### [What is being asked]
Below are the records; pull every line that includes "chest".

Source material START

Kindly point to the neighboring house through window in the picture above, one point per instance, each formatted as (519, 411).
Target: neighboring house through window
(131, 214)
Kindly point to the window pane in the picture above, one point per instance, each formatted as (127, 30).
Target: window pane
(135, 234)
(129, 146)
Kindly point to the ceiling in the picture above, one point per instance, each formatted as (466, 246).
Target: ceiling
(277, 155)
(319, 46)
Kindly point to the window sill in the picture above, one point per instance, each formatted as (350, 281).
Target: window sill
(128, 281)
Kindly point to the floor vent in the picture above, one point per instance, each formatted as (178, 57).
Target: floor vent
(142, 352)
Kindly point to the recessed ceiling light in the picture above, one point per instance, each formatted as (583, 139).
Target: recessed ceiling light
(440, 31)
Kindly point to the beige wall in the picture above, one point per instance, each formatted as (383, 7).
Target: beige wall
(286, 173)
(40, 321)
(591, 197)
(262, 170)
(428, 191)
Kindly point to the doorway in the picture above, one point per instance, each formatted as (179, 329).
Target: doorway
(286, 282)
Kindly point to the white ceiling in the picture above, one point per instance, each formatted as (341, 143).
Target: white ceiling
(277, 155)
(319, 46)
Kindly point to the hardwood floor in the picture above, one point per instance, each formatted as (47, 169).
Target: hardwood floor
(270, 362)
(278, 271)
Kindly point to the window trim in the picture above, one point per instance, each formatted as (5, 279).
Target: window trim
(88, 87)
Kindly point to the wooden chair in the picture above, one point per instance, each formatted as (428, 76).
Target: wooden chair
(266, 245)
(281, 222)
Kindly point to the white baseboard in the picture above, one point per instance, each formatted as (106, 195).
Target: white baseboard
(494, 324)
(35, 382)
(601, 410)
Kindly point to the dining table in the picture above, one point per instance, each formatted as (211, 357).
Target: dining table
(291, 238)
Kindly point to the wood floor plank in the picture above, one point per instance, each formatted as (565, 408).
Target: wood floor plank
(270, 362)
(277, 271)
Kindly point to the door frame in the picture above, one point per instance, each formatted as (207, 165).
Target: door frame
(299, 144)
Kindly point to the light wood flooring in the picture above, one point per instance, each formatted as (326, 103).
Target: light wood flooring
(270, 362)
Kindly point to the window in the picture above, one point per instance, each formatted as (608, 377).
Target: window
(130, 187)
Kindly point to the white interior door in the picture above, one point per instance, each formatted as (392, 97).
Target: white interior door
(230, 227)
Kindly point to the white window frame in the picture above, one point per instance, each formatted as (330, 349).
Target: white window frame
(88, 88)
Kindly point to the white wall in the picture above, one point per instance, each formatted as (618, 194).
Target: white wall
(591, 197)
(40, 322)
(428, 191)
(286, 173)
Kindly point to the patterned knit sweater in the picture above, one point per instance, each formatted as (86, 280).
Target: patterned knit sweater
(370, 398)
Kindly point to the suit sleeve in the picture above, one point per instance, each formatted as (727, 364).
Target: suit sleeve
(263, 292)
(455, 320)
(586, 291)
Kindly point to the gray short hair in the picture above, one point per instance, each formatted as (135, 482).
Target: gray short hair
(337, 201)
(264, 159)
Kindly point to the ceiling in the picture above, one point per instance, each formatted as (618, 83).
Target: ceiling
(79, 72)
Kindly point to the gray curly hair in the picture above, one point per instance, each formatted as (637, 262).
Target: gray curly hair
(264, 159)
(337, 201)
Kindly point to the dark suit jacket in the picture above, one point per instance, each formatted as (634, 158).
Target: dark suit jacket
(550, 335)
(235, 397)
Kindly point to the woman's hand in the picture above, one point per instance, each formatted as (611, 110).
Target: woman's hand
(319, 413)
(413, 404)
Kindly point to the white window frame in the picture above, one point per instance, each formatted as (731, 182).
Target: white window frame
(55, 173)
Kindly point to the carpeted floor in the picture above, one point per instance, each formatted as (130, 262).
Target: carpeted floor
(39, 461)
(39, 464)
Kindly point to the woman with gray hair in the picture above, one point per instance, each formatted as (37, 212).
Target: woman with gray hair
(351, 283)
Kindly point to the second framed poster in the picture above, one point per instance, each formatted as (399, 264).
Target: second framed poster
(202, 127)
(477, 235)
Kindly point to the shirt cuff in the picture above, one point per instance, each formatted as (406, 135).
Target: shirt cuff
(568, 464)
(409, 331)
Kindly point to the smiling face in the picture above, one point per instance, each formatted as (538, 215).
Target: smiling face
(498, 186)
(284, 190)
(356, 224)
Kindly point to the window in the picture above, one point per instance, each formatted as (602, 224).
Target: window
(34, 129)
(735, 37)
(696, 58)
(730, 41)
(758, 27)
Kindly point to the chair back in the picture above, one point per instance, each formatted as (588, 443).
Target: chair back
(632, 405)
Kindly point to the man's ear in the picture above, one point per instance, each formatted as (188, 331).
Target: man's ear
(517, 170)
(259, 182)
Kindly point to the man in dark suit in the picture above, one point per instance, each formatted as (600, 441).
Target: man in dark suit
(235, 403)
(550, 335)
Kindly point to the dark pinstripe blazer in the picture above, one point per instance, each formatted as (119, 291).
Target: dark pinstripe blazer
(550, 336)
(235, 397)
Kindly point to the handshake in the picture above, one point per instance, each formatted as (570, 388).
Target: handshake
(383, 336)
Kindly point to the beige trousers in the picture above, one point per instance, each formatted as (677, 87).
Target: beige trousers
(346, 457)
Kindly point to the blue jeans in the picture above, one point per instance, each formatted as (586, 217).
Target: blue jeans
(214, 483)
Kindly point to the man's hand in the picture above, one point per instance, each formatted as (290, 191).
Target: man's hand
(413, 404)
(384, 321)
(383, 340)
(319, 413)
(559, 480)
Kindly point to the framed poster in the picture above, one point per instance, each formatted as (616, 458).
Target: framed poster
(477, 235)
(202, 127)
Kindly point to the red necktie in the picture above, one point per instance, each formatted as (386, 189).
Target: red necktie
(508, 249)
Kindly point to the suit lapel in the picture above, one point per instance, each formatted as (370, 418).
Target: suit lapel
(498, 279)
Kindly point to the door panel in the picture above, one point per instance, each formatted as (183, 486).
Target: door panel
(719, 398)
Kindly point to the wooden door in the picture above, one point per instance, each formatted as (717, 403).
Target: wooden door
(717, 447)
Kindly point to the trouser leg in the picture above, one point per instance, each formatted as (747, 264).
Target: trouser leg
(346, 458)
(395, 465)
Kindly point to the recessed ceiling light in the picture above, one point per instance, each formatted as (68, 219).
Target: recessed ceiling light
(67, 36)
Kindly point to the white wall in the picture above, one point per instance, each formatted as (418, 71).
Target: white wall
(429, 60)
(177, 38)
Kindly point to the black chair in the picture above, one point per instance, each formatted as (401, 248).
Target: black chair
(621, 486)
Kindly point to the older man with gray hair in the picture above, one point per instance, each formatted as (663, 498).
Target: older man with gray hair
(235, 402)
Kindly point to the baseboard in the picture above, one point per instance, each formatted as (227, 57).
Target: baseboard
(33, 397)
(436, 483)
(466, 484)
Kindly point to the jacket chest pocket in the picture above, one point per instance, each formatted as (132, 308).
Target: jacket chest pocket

Source material END
Source material START

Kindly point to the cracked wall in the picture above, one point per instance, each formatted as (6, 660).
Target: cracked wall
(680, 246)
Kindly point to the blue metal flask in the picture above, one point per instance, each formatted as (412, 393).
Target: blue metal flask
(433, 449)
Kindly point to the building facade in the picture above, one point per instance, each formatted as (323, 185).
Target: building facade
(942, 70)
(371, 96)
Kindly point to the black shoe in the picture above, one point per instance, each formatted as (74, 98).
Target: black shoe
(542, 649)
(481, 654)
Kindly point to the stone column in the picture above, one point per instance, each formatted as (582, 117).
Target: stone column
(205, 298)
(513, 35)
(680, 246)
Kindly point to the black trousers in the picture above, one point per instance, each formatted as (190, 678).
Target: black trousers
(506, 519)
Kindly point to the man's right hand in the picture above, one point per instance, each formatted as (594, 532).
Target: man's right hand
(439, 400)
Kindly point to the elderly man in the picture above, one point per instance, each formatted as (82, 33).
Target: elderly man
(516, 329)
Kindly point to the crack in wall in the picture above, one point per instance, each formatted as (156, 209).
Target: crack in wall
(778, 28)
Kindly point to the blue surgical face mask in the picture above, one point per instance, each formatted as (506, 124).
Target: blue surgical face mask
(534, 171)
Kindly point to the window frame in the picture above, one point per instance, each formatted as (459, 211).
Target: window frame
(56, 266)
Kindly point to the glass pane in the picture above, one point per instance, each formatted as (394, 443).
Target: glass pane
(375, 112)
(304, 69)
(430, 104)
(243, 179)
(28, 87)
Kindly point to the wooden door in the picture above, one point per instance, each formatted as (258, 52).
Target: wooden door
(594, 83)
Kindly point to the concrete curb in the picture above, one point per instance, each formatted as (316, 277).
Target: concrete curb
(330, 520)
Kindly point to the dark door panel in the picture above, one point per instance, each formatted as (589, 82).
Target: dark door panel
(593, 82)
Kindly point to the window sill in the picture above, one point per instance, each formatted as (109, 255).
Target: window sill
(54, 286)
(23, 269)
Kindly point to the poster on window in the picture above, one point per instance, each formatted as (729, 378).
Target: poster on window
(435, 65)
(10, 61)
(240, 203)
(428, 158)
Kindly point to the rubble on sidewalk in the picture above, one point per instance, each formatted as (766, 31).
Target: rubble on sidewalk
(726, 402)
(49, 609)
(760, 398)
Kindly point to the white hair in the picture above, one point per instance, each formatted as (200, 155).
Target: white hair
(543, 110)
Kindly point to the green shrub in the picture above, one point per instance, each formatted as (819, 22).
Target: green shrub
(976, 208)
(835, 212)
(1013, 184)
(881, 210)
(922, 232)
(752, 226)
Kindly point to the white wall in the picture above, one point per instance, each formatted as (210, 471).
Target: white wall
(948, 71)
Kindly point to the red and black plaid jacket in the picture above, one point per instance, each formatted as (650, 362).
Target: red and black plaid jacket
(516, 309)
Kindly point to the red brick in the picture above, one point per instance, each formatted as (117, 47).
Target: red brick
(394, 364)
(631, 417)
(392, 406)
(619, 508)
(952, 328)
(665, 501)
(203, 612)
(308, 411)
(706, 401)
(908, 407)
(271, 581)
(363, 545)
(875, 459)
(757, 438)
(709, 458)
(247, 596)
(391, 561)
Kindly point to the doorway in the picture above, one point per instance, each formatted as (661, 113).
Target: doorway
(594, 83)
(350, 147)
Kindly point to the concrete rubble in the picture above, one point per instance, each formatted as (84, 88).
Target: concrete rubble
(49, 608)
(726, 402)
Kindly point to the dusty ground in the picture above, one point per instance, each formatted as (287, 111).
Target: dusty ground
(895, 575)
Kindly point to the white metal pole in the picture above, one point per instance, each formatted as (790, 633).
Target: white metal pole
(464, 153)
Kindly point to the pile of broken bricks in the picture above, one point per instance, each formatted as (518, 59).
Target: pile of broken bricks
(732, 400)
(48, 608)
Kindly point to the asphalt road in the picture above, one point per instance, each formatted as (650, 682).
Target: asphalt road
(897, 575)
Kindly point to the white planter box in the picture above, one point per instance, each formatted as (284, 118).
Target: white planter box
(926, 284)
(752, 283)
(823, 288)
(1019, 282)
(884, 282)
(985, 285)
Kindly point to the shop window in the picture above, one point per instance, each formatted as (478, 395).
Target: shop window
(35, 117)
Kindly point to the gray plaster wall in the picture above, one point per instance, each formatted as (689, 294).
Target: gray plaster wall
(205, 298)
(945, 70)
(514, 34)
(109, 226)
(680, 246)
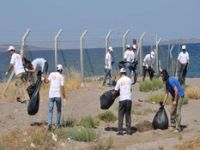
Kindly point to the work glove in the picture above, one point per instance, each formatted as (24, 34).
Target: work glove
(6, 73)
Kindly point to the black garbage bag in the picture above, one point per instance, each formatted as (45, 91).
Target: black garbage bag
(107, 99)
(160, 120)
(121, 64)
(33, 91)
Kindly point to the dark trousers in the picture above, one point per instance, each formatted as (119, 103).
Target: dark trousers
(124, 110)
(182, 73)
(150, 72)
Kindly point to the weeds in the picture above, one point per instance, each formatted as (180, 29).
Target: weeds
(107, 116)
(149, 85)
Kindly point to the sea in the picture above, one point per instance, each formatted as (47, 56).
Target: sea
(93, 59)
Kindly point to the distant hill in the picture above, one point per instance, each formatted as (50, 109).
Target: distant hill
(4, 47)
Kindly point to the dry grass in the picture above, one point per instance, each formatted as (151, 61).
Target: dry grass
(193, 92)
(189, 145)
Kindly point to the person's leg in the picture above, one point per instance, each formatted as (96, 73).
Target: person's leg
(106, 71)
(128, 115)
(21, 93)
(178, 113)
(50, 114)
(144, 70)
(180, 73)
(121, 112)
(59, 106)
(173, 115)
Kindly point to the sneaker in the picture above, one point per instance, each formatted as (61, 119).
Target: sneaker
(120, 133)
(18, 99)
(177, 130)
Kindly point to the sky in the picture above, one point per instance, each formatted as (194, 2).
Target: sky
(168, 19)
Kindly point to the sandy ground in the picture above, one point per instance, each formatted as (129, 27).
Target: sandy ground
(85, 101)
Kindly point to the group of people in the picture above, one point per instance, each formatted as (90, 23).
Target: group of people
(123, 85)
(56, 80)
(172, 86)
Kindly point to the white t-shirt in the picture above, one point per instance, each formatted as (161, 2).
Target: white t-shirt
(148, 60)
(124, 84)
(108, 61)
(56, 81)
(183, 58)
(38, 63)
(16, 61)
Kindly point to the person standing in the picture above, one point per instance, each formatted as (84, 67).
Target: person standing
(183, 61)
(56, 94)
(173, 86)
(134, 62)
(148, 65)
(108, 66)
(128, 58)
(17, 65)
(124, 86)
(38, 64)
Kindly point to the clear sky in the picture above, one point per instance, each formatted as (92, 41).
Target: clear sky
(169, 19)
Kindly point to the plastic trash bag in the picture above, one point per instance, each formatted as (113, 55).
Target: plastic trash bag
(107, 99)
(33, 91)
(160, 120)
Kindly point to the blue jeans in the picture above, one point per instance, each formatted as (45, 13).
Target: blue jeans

Source material END
Source material START

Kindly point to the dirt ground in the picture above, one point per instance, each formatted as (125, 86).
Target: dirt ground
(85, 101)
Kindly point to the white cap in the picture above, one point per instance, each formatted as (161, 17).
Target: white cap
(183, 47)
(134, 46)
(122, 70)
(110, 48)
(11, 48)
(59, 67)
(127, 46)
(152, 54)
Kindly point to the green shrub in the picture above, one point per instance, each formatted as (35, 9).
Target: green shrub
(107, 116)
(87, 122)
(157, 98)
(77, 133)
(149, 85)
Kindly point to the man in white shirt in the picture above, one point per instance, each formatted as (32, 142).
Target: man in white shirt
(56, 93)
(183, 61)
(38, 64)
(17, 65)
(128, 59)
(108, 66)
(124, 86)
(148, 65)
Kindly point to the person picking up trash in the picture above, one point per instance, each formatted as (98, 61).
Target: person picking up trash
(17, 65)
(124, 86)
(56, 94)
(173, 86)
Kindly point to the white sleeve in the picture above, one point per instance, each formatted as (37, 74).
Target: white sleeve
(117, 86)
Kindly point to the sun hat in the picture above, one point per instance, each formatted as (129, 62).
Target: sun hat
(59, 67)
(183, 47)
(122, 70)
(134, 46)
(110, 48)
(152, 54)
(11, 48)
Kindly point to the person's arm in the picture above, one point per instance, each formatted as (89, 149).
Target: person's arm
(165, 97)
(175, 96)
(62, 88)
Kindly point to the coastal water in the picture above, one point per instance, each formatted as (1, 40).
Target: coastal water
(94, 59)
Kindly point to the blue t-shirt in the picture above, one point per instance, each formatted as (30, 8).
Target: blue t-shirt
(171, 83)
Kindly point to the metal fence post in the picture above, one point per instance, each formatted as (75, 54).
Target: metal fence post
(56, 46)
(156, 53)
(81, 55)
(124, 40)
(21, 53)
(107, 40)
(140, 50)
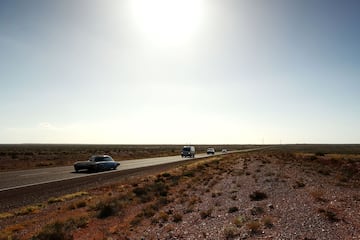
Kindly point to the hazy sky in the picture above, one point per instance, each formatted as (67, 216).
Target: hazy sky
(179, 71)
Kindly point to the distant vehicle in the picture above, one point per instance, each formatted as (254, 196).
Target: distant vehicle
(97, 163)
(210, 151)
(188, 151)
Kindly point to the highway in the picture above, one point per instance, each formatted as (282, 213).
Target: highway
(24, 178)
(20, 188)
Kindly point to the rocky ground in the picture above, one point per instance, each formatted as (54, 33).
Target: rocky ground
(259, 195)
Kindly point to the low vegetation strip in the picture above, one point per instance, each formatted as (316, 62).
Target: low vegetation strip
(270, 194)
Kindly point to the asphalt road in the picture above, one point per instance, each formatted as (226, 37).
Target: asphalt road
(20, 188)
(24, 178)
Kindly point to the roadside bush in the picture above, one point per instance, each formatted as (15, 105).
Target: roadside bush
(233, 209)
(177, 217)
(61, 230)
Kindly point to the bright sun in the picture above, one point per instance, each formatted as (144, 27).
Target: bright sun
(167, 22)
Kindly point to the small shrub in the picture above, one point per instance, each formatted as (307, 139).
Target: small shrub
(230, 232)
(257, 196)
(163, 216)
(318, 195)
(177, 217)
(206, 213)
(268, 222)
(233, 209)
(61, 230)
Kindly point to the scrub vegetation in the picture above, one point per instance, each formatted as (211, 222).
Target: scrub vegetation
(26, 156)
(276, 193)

Source material END

### [Final answer]
Kindly point to the jacket chest pocket in the picture above, one point per instance, each formatted as (132, 308).
Target: jacket chest pocket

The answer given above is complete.